Document passage →

▼

On Fri, 22 Apr 2011, Florian Klämpfl wrote:

mya.pp(16,12) Error: Operator is not overloaded: "complex" + "complex"
myb.pp(9,14) Fatal: There were 1 errors compiling module, stopping

Which is strange to say the least, as the per the definition/intent of
generics, the code in mya should not know anything about the types that
will be used when specializing. (in this case complex).

As per the intent of generics the second program above should compile
just as well.

But then different rules will apply for operators and procedure calls:
- procedure calls must be resolvable at define time
- Operators must be resolvable at specialization time.
No principal problem (we can define it so), but strange at least.


It is correct that the second doesn't compile. To make the second
compile, the overloaded operators for the complex type must be defined
inside complex (which was/is? not possible).


1. The + is not defined 'inside' integer either. Why should it be required for 
a record ?
   What kind of strange reasoning is that ?  Are we going to redesign operators 
for records ?
   (I suspect this is why it is possible to add type restrictions in the 
Delphi/.Net implementations)

▲

Exercise description → In the message about generics, what does it say is needed for the second program to compile? The data below plays no part in what follows.

Data shown →

▼

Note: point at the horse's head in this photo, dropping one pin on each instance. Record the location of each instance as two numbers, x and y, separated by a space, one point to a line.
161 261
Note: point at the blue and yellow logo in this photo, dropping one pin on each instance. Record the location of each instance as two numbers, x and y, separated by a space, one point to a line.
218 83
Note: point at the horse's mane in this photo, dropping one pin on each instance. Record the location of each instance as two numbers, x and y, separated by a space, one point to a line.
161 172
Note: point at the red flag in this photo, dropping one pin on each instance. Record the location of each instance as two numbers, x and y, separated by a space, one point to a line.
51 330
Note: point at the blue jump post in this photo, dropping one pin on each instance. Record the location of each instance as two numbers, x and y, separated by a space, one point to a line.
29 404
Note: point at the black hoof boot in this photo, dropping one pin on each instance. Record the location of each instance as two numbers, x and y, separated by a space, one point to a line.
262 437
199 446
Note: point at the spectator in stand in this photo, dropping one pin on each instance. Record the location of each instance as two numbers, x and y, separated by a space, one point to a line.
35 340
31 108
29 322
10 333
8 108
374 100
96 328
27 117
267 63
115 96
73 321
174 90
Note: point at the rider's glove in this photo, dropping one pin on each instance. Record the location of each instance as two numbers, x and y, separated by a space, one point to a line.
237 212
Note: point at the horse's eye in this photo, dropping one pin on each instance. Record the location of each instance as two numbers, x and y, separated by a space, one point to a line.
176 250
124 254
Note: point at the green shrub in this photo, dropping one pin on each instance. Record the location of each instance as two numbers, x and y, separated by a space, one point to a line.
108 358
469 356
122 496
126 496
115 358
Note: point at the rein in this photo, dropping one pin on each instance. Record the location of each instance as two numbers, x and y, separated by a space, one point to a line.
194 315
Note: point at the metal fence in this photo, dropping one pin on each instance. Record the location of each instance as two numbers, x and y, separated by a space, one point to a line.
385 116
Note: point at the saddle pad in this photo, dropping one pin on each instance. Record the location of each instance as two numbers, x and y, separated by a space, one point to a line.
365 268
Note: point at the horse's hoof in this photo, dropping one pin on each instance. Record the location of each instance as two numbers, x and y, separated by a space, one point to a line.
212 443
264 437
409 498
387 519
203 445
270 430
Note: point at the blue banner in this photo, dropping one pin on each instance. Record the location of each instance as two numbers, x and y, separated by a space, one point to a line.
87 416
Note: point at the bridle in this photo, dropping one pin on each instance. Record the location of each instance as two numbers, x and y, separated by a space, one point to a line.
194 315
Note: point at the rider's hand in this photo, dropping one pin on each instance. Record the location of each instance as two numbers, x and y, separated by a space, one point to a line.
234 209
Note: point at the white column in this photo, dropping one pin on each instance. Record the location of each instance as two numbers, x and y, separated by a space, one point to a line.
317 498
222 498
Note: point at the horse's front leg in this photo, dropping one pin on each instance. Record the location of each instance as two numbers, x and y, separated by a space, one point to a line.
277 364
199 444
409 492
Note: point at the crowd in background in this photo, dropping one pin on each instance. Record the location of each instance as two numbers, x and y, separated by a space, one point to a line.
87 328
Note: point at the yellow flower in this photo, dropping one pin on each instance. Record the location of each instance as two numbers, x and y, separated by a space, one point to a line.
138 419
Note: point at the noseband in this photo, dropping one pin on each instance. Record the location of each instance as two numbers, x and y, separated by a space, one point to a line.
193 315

▲
▼

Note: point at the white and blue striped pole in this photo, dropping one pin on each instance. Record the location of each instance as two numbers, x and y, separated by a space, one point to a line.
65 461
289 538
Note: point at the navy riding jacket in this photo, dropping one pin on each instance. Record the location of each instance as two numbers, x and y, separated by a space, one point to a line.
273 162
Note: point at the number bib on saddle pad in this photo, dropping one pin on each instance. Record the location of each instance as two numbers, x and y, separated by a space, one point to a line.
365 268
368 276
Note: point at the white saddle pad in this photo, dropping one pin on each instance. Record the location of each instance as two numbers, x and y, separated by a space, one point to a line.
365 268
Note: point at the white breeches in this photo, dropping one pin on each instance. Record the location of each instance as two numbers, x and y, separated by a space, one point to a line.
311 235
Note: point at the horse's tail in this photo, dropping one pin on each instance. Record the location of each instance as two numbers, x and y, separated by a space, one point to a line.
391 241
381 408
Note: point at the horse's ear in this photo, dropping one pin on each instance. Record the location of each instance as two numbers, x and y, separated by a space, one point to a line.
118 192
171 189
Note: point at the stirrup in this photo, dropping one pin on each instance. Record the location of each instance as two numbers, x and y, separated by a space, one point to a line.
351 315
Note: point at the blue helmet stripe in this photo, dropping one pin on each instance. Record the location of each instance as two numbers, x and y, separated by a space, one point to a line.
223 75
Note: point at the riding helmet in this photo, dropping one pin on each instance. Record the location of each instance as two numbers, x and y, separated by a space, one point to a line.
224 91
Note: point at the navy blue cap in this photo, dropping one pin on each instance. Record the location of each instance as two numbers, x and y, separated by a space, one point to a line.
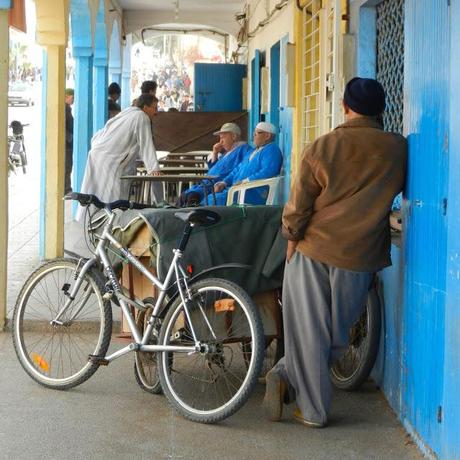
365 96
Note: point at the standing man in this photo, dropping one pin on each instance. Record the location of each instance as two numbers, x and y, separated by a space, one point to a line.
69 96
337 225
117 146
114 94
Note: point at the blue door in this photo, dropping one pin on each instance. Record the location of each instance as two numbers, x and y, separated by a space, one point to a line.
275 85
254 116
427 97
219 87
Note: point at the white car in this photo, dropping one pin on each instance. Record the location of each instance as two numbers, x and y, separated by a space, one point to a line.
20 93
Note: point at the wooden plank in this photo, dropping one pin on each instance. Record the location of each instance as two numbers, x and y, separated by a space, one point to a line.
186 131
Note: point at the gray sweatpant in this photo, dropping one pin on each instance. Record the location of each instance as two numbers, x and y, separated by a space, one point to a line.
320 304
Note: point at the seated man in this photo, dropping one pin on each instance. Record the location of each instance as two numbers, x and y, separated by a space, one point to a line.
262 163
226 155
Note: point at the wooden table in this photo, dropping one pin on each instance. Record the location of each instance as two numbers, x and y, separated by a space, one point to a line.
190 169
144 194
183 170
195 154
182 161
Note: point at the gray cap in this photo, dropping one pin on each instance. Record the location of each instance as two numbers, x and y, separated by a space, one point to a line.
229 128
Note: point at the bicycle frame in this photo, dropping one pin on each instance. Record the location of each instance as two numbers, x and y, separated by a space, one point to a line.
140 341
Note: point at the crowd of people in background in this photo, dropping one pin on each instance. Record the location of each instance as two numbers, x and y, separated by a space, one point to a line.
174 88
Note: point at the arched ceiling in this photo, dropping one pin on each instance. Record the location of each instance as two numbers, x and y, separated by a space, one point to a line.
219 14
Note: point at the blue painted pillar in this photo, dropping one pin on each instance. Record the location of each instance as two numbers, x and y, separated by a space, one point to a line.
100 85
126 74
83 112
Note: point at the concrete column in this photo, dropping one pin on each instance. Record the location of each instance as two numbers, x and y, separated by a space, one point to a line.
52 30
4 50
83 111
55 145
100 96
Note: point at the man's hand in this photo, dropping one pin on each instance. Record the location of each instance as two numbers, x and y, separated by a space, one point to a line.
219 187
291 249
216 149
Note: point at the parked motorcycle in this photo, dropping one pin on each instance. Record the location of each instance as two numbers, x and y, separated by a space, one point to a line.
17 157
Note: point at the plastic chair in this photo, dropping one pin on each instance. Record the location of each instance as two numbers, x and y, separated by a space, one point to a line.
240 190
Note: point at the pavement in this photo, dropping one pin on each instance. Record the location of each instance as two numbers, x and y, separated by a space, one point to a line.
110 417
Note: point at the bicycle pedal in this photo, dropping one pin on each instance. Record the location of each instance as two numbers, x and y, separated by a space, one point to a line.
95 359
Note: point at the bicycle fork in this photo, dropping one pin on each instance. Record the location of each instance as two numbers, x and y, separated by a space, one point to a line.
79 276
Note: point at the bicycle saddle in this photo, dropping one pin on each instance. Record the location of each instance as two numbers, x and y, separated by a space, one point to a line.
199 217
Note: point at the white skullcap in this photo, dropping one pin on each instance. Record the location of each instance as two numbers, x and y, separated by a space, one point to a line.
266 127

▲

Result of the exercise → The overloaded operators for the complex type must be defined inside complex.